Task to complete
Write out all of the lines below as a numbered list, skipping any blank lines. Leave the pictures out of your answer.

Point annotation records
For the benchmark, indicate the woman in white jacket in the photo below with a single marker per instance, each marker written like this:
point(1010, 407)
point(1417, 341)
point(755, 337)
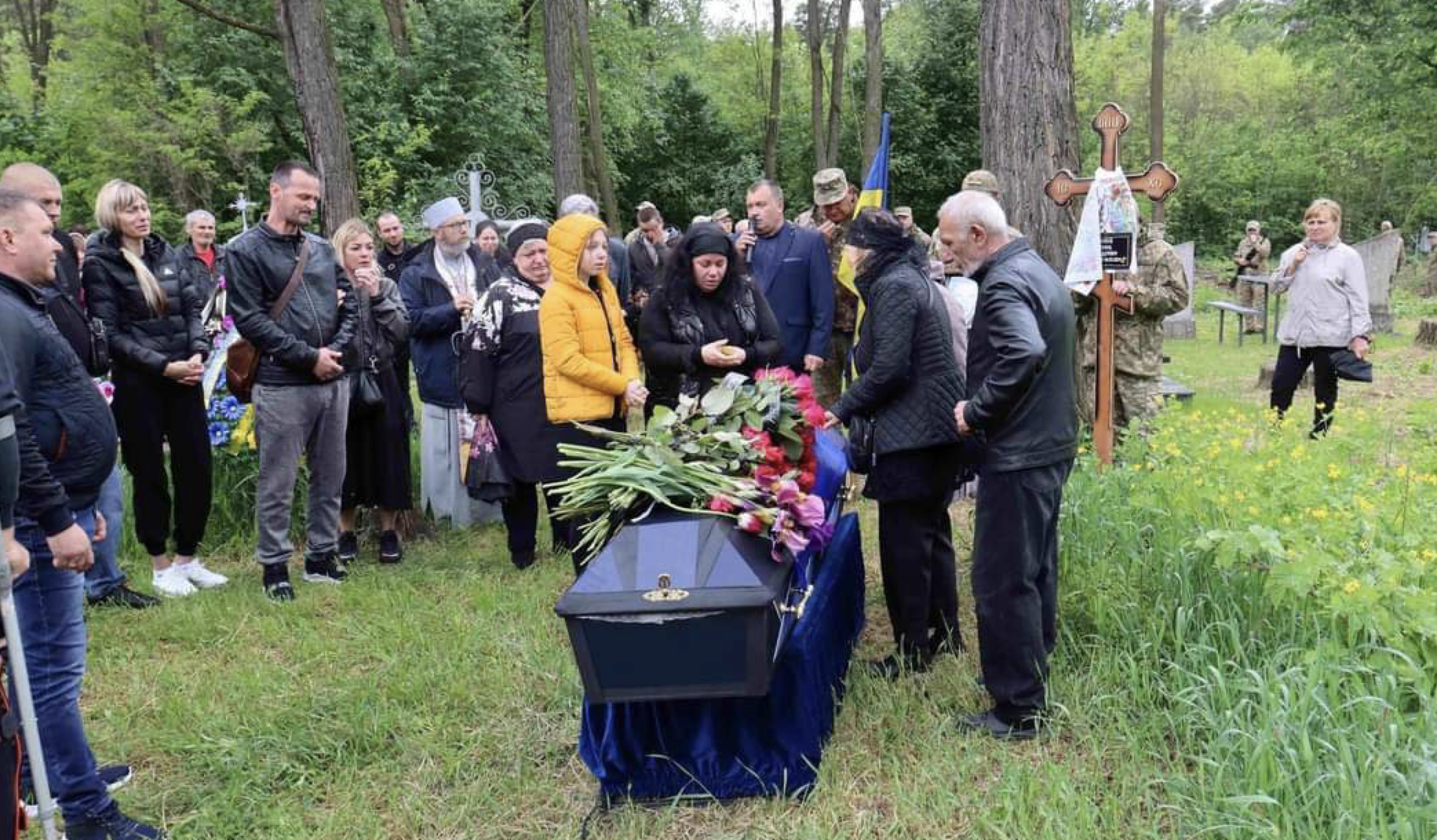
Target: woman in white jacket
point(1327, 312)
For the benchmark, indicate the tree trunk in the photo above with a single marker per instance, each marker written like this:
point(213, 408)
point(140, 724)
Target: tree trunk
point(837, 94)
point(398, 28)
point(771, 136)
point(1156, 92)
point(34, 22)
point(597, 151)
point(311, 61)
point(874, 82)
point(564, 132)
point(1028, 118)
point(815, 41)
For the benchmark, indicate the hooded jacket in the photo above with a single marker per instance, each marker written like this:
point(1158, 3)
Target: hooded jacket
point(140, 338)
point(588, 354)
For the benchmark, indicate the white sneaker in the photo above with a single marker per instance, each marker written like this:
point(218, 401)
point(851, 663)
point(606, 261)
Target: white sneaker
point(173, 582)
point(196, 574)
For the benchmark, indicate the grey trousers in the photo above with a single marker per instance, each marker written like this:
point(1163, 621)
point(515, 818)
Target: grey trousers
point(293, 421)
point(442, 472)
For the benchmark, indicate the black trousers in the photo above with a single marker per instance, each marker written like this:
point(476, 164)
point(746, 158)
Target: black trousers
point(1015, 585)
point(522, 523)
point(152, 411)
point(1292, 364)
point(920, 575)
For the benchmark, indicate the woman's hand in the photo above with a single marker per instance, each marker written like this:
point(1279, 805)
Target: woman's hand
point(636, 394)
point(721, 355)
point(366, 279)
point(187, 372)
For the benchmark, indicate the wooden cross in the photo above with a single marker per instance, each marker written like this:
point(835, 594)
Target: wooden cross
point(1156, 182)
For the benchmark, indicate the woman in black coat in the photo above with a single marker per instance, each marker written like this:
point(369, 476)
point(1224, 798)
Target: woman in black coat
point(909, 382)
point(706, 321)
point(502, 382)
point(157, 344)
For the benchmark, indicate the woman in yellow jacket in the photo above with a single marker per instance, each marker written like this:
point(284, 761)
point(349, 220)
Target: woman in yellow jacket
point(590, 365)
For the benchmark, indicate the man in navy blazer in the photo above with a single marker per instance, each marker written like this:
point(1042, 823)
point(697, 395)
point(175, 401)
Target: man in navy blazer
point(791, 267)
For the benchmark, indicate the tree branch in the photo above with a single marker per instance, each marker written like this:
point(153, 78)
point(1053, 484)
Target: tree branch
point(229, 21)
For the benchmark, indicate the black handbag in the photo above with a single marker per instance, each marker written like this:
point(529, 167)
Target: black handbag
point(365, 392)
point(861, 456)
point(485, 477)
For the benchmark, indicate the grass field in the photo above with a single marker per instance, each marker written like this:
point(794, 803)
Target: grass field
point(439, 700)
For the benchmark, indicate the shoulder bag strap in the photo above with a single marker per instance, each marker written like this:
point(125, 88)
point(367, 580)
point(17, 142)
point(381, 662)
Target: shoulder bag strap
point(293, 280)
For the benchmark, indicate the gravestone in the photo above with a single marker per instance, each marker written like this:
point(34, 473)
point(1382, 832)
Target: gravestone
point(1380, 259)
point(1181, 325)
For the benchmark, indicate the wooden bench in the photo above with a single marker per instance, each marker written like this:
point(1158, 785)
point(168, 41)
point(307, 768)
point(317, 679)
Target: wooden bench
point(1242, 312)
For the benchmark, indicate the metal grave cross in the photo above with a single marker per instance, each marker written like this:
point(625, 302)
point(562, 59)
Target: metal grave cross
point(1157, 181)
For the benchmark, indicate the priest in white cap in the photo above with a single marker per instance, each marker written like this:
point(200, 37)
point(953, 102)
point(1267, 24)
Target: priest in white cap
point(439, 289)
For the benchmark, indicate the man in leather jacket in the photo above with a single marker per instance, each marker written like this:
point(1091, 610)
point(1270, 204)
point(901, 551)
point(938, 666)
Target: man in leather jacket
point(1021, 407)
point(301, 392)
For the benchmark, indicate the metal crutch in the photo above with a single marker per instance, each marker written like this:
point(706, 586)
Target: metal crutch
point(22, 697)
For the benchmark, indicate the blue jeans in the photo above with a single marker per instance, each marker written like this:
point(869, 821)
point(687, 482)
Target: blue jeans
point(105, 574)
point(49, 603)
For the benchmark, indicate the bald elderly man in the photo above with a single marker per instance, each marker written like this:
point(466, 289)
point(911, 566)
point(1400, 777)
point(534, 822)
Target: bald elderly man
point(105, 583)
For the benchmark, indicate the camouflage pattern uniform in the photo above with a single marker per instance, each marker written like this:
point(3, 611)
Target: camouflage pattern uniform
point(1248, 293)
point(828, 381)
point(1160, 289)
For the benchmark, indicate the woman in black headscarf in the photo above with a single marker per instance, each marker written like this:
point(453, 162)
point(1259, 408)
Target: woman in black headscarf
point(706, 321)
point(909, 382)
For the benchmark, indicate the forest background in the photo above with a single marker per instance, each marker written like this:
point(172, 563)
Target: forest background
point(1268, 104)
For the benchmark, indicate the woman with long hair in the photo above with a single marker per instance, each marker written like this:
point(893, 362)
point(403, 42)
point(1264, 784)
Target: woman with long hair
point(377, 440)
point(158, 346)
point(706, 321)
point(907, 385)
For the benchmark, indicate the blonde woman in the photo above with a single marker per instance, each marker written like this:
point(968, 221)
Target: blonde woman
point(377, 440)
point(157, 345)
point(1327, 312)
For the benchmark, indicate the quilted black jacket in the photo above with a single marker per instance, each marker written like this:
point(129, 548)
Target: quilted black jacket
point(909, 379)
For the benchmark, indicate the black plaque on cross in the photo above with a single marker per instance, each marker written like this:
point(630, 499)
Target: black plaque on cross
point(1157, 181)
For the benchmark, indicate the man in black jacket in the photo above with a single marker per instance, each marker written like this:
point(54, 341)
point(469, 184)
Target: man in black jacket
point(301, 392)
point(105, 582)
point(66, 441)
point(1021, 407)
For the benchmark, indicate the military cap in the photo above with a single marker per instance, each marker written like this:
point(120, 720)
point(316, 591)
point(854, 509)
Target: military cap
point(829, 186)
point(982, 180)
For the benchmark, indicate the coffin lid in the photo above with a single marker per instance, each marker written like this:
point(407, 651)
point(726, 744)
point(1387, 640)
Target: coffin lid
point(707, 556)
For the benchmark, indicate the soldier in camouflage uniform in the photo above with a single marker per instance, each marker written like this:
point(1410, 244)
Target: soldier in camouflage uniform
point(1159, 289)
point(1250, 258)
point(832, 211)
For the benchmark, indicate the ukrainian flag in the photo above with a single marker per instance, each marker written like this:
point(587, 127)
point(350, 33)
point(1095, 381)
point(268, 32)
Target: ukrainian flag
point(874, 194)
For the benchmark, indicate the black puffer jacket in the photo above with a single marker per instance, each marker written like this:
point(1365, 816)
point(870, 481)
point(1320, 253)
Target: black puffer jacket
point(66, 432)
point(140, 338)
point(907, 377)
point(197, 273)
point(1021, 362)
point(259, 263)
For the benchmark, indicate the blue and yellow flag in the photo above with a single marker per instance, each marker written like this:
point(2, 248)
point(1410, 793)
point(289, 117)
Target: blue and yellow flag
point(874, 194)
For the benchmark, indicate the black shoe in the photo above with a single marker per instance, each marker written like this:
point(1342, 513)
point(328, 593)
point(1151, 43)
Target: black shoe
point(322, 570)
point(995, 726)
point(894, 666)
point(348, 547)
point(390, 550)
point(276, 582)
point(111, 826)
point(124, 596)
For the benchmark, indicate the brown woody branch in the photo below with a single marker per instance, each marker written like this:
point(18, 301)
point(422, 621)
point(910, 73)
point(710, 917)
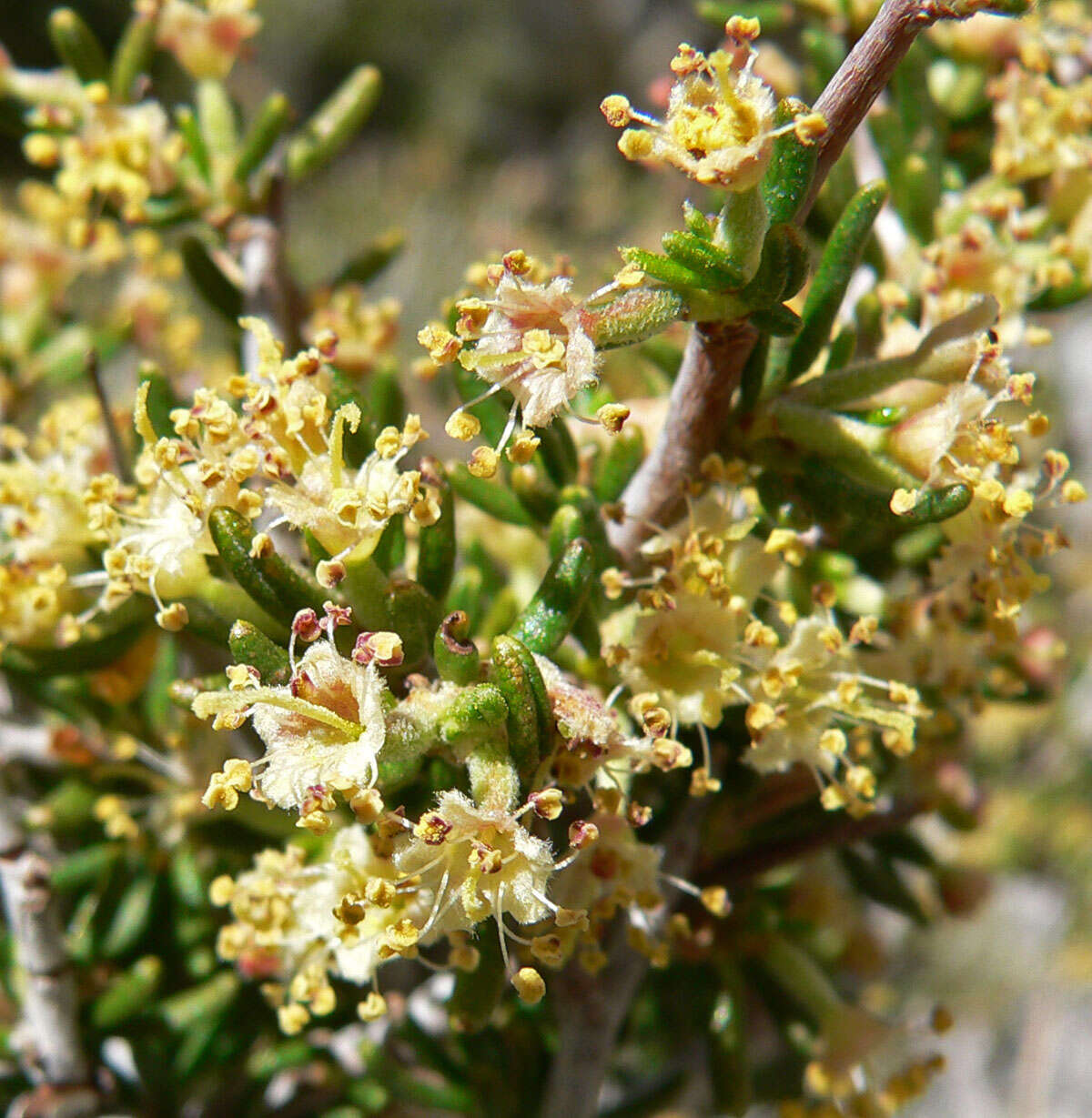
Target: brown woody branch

Exercise solution
1. For the benchmark, indicate the woman in white jacket in the photo below with a single marker per instance, each marker written like this:
2. point(1010, 407)
3. point(1417, 341)
4. point(755, 337)
5. Target: woman in white jacket
6. point(1327, 312)
7. For the benchmark, indicate the tree trunk in the photo above with a single marker per instance, each marker written like this:
8. point(213, 408)
9. point(140, 724)
10. Target: tree trunk
11. point(837, 94)
12. point(398, 28)
13. point(771, 136)
14. point(1156, 92)
15. point(34, 22)
16. point(597, 151)
17. point(311, 61)
18. point(874, 82)
19. point(564, 132)
20. point(1028, 118)
21. point(815, 41)
22. For the benchmark, indicate the hooded jacket in the photo above with a single marker per instance, each marker written like this:
23. point(1158, 3)
24. Target: hooded jacket
25. point(140, 338)
26. point(588, 354)
27. For the benchmark, indicate the white sneaker in the photo above with a single marker per instance, each marker written like this:
28. point(218, 401)
29. point(851, 663)
30. point(606, 261)
31. Target: white sneaker
32. point(173, 582)
33. point(196, 574)
34. For the benchmark, indicate the grey trousers in the photo above with a single marker per instance, each marker written like this:
35. point(1163, 621)
36. point(515, 818)
37. Target: grey trousers
38. point(293, 421)
39. point(442, 472)
40. For the benchmark, indicate the black trousers in the photo above with a single marker per instance, each marker written like this:
41. point(476, 164)
42. point(746, 158)
43. Target: black trousers
44. point(1015, 585)
45. point(522, 523)
46. point(152, 411)
47. point(1292, 364)
48. point(920, 575)
49. For the benchmark, indicate the woman's hand in the photo above with a single marker per instance, each marker written like this:
50. point(1279, 805)
51. Target: woman's hand
52. point(636, 394)
53. point(721, 355)
54. point(366, 279)
55. point(187, 372)
56. For the benchmark, indicate the wooden cross in the photo above with a single marker per instance, each marker written like this:
57. point(835, 594)
58. Target: wooden cross
59. point(1156, 182)
60. For the benchmark, indicate the woman in black coat in the photo above with a single marker per instance, each marker written like this:
61. point(369, 476)
62. point(1224, 798)
63. Target: woman in black coat
64. point(909, 382)
65. point(706, 321)
66. point(502, 382)
67. point(157, 344)
68. For the benchmark, indicate the woman in yellow jacket in the photo above with a single marker per instance, each marker written like this:
69. point(284, 761)
70. point(349, 220)
71. Target: woman in yellow jacket
72. point(590, 365)
73. For the benchmark, indicate the man in navy blazer in the photo above with a single marker per instance, each marker written like this:
74. point(1042, 823)
75. point(697, 395)
76. point(175, 401)
77. Target: man in navy blazer
78. point(791, 267)
79. For the benchmark, indicate the tree branch in the photo above with a single marker per instance, each marker written like this:
80. point(153, 78)
81. point(1053, 484)
82. Target: tree branch
83. point(229, 21)
84. For the benchmark, indicate the black handbag in the photo above with a single marker per instance, each marker written like this:
85. point(529, 167)
86. Target: black handbag
87. point(365, 392)
88. point(861, 456)
89. point(485, 477)
90. For the benchmark, indicate the grass field in the photo above with a single marker per instance, each marker written like this:
91. point(794, 803)
92. Target: grass field
93. point(439, 700)
94. For the benchmark, indicate the shoulder bag strap in the photo above with a single marker per instance, each marker written like this:
95. point(125, 88)
96. point(367, 580)
97. point(17, 142)
98. point(381, 662)
99. Target: shoulder bag strap
100. point(293, 280)
101. For the benchmark, indicate the gravestone in the photo above with a single marker per instance, each marker written like this:
102. point(34, 473)
103. point(1382, 832)
104. Target: gravestone
105. point(1380, 259)
106. point(1181, 325)
107. For the benchmark, indicate the wooden bench in the photo above with a single marker per instance, each marker written like this:
108. point(1158, 785)
109. point(168, 41)
110. point(307, 768)
111. point(317, 679)
112. Target: wooden bench
113. point(1242, 312)
114. For the benchmark, indicate the metal grave cross in the photo above with a single marker per instance, each marker written like this:
115. point(625, 302)
116. point(562, 59)
117. Target: metal grave cross
118. point(1157, 181)
119. For the benchmark, indicate the priest in white cap in the photo above with a single marker per instance, each marker written like this:
120. point(200, 37)
121. point(953, 102)
122. point(1267, 24)
123. Target: priest in white cap
124. point(439, 289)
125. For the benchmark, indicate the man in leather jacket in the photo above with a single marker per instance, each marker written like this:
126. point(1091, 610)
127. point(1270, 204)
128. point(901, 551)
129. point(938, 666)
130. Target: man in leather jacket
131. point(1021, 407)
132. point(301, 392)
133. For the benchmark, indicate the metal crutch in the photo above with a single marker per instance, each marker written like this:
134. point(706, 586)
135. Target: metal crutch
136. point(22, 697)
137. For the benchmark, indicate the blue jeans in the photo above with a single marker per instance, each marker written like this:
138. point(869, 821)
139. point(687, 482)
140. Target: blue jeans
141. point(105, 574)
142. point(49, 603)
143. For the benchmark, indicate the bald elderly man in the photo above with a single marker per instance, each marker written like this:
144. point(466, 289)
145. point(911, 566)
146. point(1400, 777)
147. point(534, 822)
148. Target: bald elderly man
149. point(105, 583)
150. For the benchmark, indicate the camouflage pattern uniform in the photo above with a single marker per instance, each marker written like this:
151. point(3, 611)
152. Target: camouflage pattern uniform
153. point(1248, 293)
154. point(828, 381)
155. point(1160, 289)
156. For the benchmark, indicate the woman in black headscarf in the photo above with a single marker per instance, each marker written like this:
157. point(453, 162)
158. point(1259, 408)
159. Target: woman in black headscarf
160. point(706, 321)
161. point(909, 382)
162. For the benchmark, indicate the forest background in the photo above with a single marker per instance, each marker written like this:
163. point(172, 563)
164. Target: forest background
165. point(1268, 104)
166. For the benchmark, indicate the woman with long hair in the photo above with a single marker per instance, each marker written like this:
167. point(893, 362)
168. point(403, 42)
169. point(1264, 784)
170. Target: woman with long hair
171. point(377, 440)
172. point(158, 346)
173. point(706, 321)
174. point(907, 385)
175. For the benchmark, indicate the blonde woman in the photo above with a single marker per instance, each marker written like this:
176. point(968, 221)
177. Target: blonde woman
178. point(377, 440)
179. point(157, 345)
180. point(1327, 312)
181. For the benchmark, indicate the quilted black jacket in the photo above with a single marker per instance, each marker written like this:
182. point(129, 548)
183. Target: quilted black jacket
184. point(909, 379)
185. For the benchmark, indicate the black plaque on cross in the photo above with a single marker per instance, each marker written like this:
186. point(630, 499)
187. Target: black plaque on cross
188. point(1157, 181)
189. For the benchmark, indicate the man in black jacket in the photo above with a single marker per instance, each marker written like this:
190. point(54, 341)
191. point(469, 184)
192. Target: man in black jacket
193. point(301, 392)
194. point(105, 582)
195. point(66, 441)
196. point(1021, 407)
197. For the benchmark, indicate the military cap in the photo above with a single marker per instance, each marker written like this:
198. point(120, 720)
199. point(316, 591)
200. point(854, 509)
201. Target: military cap
202. point(829, 186)
203. point(982, 180)
204. For the benchmark, indicate the coffin lid in the photo above with a single marker per instance, each marker written like this:
205. point(407, 651)
206. point(726, 744)
207. point(1387, 640)
208. Target: coffin lid
209. point(707, 556)
210. For the benchmark, indicate the soldier in camouflage uniform in the photo above with a single marker per instance, each marker written like this:
211. point(1410, 244)
212. Target: soldier in camouflage uniform
213. point(1159, 289)
214. point(1250, 258)
215. point(832, 211)
216. For the benchmark, indicate the ukrainian flag in the photo above with a single marker per instance, each marker written like this:
217. point(587, 127)
218. point(350, 33)
219. point(1095, 381)
220. point(268, 32)
221. Target: ukrainian flag
222. point(874, 194)
223. For the benchmark, indicate the black puffer jacket in the photo above with a single marker per instance, each marker written like this:
224. point(1365, 816)
225. point(870, 481)
226. point(1320, 253)
227. Target: black puffer jacket
228. point(66, 432)
229. point(140, 338)
230. point(907, 377)
231. point(197, 273)
232. point(1021, 362)
233. point(259, 263)
234. For the benchmark, indicate the blue and yellow flag in the photo above with a single marker per instance, each marker written like this:
235. point(2, 248)
236. point(1410, 793)
237. point(289, 117)
238. Target: blue and yellow flag
239. point(874, 194)
240. For the benchmark, indicate the black shoe in the photo above with a single marker per instance, each marker written like this:
241. point(1342, 513)
242. point(328, 593)
243. point(1151, 43)
244. Target: black shoe
245. point(322, 570)
246. point(995, 726)
247. point(894, 666)
248. point(348, 547)
249. point(390, 550)
250. point(276, 582)
251. point(111, 826)
252. point(124, 596)
253. For the benchmark, indicate the brown woody branch in the photo below with a single marker per instance, each marker written like this:
254. point(18, 301)
255. point(422, 621)
256. point(910, 73)
257. point(710, 917)
258. Target: brown woody branch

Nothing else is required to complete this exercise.